## Texto fornecido
"""

Na volta ao Brasil, Nara seguiu se dividindo entre as funções maternas, a carreira musical e sua paixão pela psicologia que resolveu estudar para valer. Para tanto, terminou o ensino secundarista e passou no vestibular com excelentes notas. Ela também enfrentou o final de uma segunda gravidez, de alto risco, passando uma boa parte dela, deitada sem nenhum esforço para não prejudicar nem ela ou o bebê. Nasceu Francisco, o segundo filho do casal. Nara seguiu se equilibrando para dar conta de todos os seus compromissos domésticos e profissionais, ainda dentro de um regime de exceção. Viveu situações constrangedoras como quando foi presidente do corpo de jurados da sétima edição do Festival Internacional da Canção, inaugurando a transmissão em cores da TV Globo, e teve o seu nome vetado pelos militares que pressionaram a comissão organizadora e desligaram os microfones de artistas que protestaram contra o regime, assim como, deram uma surra, de quebrar costelas, no psicanalista Roberto Freire que leu, em pleno Maracanazinho, a carta demissionária de Nara Leão.
A barra seguiu pesada, mas, Nara seguiu pesquisando sobre a música brasileira e revelando novos talentos. Incansável, acabou pagando um preço bem alto pela sua independência e coerência. Infelizmente, um grave tumor no cérebro abreviou a vida dessa grande estrela, aos 47 anos e com 24 discos, numa carreira luminosa que mudou a música brasileira para melhor. Certamente se sua sede por sucesso e ambição fossem semelhantes ao que, muito se observa hoje em dia, ela teria alcançado em vida uma notoriedade ainda maior do que alcançou. Mas sua discrição e impaciência para com a mediocridade e sua recusa em servir, obedientemente, ao sistema, a colocaram à margem, fazendo parecer pouco a enorme influência que operou na MPB.
O livro narra a trajetória ímpar de uma mulher feminista, artista, engajada nos anseios populares e consciente de seu papel como artista com voz ativa e contra a corrente. Tom Cardoso conta essa bela história com fluência e elegância compondo um retrato complexo e multifacetado de Nara Leão. Leitura obrigatória para quem deseja conhecer um pouco mais a respeito de uma leoa cuja obra toca pouquíssimo na rádio, mas que possui valor de joia preciosa. O rugido de Nara segue ecoando em sua voz límpida e cristalina, revelando a ferocidade por trás da aparente maciez da fera.
Porto Alegre, 4 de junho de 2022.
(*) Nora Prado é atriz, poeta, professora de interpretação para Teatro e Cinema, atuou na Escola das Artes do Palco - SP.

"""

## Linhas extraídas
"""

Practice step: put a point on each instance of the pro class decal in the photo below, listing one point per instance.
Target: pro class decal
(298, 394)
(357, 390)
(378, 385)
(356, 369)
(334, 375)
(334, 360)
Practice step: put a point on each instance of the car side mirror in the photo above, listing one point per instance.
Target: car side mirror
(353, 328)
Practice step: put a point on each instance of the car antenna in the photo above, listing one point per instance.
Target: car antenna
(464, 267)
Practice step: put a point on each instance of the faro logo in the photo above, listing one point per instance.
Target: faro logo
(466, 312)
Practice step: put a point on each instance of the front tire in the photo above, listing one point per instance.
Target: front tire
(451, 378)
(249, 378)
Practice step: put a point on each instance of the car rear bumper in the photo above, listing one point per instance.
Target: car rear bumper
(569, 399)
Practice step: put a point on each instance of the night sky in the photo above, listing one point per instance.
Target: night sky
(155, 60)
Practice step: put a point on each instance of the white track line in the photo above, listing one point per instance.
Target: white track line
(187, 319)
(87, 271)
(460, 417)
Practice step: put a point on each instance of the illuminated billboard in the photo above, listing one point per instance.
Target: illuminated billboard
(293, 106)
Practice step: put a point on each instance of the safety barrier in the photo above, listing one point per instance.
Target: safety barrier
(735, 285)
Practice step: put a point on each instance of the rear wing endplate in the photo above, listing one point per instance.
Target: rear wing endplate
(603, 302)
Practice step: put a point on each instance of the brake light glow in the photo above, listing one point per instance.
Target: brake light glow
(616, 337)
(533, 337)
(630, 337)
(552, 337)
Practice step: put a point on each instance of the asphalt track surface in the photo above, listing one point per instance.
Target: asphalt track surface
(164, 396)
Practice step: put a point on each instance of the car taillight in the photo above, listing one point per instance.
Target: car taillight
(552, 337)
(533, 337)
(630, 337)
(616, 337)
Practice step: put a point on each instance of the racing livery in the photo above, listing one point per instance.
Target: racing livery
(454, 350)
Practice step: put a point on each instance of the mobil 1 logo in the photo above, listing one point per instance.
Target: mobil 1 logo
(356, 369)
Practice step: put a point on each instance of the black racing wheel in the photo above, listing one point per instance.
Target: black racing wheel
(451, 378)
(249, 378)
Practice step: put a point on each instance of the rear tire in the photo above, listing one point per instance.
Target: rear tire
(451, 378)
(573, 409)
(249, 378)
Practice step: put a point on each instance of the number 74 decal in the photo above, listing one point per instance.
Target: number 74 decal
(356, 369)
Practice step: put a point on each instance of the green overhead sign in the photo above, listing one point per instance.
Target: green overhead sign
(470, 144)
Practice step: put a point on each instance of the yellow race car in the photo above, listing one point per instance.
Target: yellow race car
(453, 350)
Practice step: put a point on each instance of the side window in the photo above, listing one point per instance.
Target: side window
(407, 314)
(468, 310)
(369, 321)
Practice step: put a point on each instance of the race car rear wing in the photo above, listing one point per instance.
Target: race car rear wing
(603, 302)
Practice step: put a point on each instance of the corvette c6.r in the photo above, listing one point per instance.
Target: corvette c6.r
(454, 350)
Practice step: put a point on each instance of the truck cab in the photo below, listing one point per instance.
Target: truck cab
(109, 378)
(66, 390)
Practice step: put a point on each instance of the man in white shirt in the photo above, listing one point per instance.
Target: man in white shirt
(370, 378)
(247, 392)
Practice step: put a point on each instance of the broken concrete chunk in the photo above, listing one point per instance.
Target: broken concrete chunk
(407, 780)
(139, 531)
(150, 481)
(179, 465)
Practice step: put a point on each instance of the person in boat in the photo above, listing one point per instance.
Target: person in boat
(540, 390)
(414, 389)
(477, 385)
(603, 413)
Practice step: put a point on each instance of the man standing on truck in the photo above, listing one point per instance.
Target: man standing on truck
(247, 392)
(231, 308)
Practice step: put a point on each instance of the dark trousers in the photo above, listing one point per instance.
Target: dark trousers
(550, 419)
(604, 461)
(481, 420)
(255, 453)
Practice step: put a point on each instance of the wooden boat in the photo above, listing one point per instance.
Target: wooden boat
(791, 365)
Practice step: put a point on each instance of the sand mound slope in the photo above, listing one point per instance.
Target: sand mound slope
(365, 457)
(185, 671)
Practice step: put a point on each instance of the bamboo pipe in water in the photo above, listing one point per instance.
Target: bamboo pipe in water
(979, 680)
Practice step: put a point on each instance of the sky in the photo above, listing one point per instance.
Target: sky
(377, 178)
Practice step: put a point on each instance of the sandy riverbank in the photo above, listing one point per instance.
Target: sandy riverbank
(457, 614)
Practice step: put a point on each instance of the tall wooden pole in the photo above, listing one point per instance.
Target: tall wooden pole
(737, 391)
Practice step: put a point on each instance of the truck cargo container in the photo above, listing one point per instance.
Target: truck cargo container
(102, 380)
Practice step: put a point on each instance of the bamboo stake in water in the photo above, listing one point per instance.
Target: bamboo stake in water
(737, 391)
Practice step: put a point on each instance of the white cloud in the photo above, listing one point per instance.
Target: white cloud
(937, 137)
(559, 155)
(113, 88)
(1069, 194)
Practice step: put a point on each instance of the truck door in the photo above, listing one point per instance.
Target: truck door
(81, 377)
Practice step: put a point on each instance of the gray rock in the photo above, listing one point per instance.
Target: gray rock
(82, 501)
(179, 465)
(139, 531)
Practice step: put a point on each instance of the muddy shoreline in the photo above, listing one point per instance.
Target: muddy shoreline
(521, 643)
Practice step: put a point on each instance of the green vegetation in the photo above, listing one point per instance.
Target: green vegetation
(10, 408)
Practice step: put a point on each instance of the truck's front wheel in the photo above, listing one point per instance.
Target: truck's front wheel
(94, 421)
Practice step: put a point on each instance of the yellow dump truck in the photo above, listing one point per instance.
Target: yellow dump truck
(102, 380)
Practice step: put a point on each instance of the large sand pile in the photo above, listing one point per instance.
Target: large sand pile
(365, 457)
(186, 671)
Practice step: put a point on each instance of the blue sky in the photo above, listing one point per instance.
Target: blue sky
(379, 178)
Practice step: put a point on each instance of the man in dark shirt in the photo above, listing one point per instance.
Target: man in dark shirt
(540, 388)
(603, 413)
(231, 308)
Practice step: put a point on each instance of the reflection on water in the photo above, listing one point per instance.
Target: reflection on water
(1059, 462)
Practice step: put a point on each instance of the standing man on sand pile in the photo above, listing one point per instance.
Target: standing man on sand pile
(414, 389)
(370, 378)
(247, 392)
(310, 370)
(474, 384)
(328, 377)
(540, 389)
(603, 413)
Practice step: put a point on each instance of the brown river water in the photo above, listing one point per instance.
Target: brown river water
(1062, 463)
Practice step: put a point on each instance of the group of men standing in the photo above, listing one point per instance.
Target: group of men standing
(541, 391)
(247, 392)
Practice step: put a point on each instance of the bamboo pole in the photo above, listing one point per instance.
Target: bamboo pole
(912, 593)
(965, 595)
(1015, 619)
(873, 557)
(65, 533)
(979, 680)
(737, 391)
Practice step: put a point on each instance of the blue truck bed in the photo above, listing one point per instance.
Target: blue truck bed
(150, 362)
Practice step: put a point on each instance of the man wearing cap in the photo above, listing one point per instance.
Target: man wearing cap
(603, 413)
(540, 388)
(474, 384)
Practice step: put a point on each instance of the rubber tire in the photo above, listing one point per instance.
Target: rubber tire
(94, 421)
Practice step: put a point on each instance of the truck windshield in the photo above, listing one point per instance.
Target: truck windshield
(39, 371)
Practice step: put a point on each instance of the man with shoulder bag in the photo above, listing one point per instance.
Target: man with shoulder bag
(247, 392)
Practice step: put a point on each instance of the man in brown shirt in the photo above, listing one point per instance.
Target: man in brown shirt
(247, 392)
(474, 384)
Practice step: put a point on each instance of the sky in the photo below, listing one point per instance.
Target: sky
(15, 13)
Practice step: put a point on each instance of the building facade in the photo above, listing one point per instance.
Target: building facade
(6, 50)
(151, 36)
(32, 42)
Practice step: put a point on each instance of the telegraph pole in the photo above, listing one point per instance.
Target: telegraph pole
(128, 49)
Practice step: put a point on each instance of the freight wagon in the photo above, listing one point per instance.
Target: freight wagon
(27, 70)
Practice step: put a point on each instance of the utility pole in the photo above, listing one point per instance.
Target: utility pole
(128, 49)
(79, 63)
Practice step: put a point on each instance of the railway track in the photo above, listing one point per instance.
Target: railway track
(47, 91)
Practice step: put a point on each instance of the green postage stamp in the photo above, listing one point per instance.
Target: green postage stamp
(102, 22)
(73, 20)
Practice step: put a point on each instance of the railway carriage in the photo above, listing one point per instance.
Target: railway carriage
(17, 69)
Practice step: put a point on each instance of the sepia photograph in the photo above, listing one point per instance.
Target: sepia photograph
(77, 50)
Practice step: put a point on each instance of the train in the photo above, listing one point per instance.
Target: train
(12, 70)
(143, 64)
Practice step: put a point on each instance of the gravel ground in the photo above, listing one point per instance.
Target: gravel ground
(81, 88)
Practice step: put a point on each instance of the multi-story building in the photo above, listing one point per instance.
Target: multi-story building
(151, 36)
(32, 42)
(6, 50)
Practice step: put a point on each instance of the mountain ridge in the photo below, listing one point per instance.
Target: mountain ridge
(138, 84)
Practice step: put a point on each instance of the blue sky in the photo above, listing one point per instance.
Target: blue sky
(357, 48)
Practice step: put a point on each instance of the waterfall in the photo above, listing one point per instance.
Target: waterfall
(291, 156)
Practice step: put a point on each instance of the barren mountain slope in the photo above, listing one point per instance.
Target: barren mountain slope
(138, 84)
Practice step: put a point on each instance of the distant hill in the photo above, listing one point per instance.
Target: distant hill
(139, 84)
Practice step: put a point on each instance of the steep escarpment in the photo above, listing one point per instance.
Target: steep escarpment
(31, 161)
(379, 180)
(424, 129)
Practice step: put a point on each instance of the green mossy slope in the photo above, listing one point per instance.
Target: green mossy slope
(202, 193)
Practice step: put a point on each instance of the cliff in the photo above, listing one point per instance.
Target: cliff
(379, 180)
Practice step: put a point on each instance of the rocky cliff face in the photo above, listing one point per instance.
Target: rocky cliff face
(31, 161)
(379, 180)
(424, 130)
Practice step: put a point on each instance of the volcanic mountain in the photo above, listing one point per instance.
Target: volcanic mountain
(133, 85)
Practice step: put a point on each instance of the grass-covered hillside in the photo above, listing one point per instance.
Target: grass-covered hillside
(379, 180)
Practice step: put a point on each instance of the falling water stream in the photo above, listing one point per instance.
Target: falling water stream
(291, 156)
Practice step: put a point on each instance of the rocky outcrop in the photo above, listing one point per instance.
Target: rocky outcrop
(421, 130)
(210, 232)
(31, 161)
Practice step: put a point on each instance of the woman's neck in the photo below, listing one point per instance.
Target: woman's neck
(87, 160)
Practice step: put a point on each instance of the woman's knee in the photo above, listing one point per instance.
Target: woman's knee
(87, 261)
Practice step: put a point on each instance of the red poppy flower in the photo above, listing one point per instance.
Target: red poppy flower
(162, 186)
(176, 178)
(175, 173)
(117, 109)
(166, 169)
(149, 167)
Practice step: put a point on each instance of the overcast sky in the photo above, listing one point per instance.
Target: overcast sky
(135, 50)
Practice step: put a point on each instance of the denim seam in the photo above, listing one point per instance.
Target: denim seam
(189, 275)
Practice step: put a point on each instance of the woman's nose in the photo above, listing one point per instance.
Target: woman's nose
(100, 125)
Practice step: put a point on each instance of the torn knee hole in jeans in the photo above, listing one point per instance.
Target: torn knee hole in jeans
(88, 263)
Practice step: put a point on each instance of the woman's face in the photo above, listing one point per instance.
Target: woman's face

"""

## O que fazer
Responda com base no texto sobre Nara Leão:
(a) Qual é o nome do segundo filho do casal?
(b) Com que idade Nara Leão morreu e quantos discos tinha gravado?
(c) Quem conta a história de Nara Leão no livro?

## Sua resposta
(a) Francisco.
(b) Aos 47 anos, com 24 discos.
(c) Tom Cardoso.